Records for the exercise:
* * * * * * *
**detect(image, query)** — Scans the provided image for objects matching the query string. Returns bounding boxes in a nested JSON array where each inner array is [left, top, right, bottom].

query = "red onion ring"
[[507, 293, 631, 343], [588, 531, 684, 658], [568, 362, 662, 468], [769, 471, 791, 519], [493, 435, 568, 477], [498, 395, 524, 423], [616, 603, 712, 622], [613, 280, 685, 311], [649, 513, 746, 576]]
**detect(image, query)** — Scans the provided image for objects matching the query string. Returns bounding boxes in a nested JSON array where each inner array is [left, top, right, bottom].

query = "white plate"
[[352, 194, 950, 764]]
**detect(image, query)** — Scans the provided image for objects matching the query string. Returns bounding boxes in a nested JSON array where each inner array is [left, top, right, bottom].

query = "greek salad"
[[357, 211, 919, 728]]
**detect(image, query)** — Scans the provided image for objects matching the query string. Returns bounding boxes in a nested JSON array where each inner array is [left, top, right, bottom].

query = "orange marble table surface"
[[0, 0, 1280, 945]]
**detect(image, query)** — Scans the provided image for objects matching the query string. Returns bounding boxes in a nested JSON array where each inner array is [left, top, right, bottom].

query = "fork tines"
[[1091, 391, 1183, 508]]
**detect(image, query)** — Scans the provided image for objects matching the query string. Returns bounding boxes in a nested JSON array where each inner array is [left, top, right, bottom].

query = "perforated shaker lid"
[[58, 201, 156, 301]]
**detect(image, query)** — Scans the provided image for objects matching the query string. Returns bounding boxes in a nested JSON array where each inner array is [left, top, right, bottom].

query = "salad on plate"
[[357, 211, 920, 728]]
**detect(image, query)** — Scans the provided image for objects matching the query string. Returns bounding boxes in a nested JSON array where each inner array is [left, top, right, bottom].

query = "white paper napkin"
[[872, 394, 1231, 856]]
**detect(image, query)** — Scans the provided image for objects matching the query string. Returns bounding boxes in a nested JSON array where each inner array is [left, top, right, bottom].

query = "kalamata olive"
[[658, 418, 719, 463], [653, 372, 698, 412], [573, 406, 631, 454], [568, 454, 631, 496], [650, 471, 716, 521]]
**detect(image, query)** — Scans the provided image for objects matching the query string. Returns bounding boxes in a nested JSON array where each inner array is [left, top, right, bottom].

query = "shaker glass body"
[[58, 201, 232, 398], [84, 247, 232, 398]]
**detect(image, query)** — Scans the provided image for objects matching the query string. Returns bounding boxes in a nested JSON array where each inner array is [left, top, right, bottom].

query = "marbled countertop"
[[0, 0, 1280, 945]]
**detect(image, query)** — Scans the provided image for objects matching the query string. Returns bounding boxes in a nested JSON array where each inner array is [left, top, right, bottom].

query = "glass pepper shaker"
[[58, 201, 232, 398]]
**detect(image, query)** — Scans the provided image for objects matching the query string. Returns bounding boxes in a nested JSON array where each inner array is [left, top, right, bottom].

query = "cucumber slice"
* * * * * * *
What you have to do: Put the material from its first line through the line containing "[[352, 194, 950, 764]]" into a Markdown table with the columns Row and Line, numbering each row and leaving out blank lines.

Solution for this problem:
| Row | Line |
|---|---|
| 1 | **detect(image, query)** — Scans the provided image for objects matching the query string. Returns bounding boxes in a nested JSON array where each inner array is [left, top, right, bottom]. |
| 2 | query = "red onion ring" |
| 3 | [[507, 293, 631, 343], [588, 531, 684, 658], [568, 362, 662, 468], [769, 471, 791, 519], [493, 435, 568, 477], [498, 395, 524, 423], [616, 603, 712, 622], [613, 280, 685, 311], [649, 513, 746, 576]] |
| 4 | **detect(image, query)** — Scans the provided image for objects matching the query string. Returns bounding boxes in a nested JSON array where each inner array is [left, top, right, bottom]. |
| 5 | query = "white plate" |
| 6 | [[352, 194, 950, 764]] |